Reproduce everything in the House floor exchange below from "And in that" down to "war on terror.", word for word.

[Document segment Boundary: Start]

Well, and I think that what the judge is saying, Mr. Speaker, is that
we have got to stop this political correctness
[[Page H458]]
nonsense. We did the same thing I think, in my humble opinion, on
Christmas Day with the undie bomber, when a decision was made after 50
minutes by one or two FBI agents talking with someone in the Justice
Department, and that someone most likely was the Attorney General, Eric
Holder, and saying, all right, this is not a terrorist, let's Mirandize
this guy. And so he immediately gets lawyered up, as the expression
goes, and shuts up on the advice of counsel.
I was reading today, looking over the budget, the $3.8 trillion
budget proposal which the President delivered to Congress on Monday.
And in that budget the line item section in regard to what we have
always called, and I think the world has known the global war on
terrorism and the amount of money that we want to fund for that, we
call it overseas contingency operations or some such nonsense like
that. Nowhere in that budget, no matter how many hundreds of billions
of dollars we need to fight that war, do we call it a war on terror.
Oh, God no. God forbid we do that because it is politically incorrect.
We don't want to offend anybody. I say call a spade a spade.
And that is exactly, Mr. Speaker, what Judge Carter is trying to
point out to our colleagues tonight. Make sure people understand if we
are serious about protecting this country, the security of this
country, we are going to stop all this nonsense and we are going to
call a spade a spade and we are going to fight terrorism where we find
it.
Mr. CARTER. Reclaiming my time, we are going to call a terrorist a
terrorist and say who he is, what he is, where he comes from, what his
background is, and if religion has a part in it, what religion has a
part in it.
{time} 2030
We cannot afford--it's bad police work, if nothing else--to ignore
that evidence. What do you tell that kid over at the high school when
his dad is deployed and he asks his mom, he said, Wasn't this guy a
soldier? Well, I can't say what kind of soldier he was because we've
got to be politically correct. But, yes, he was a soldier. But how do I
know my dad is safe with other soldiers? How do I know?
Mr. GINGREY of Georgia. Judge, would you yield just for a second?
Judge Carter, I don't know whether you pointed this out before I got to
the floor, but this guy, Major Hasan, was quoted as saying that sharia
law should trump the United States Constitution. Am I correct on that?
Mr. CARTER. That is correct.
Mr. GINGREY of Georgia. I yield back.

[Document segment Boundary: End]
[Given information Boundary: Start]

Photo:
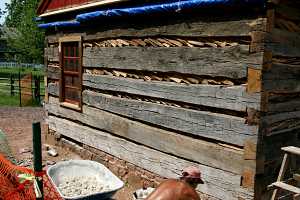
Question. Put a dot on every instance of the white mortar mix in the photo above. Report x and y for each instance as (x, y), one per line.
(81, 186)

[Given information Boundary: End]

## The answer
And in that budget the line item section in regard to what we have
always called, and I think the world has known the global war on
terrorism and the amount of money that we want to fund for that, we
call it overseas contingency operations or some such nonsense like
that. Nowhere in that budget, no matter how many hundreds of billions
of dollars we need to fight that war, do we call it a war on terror.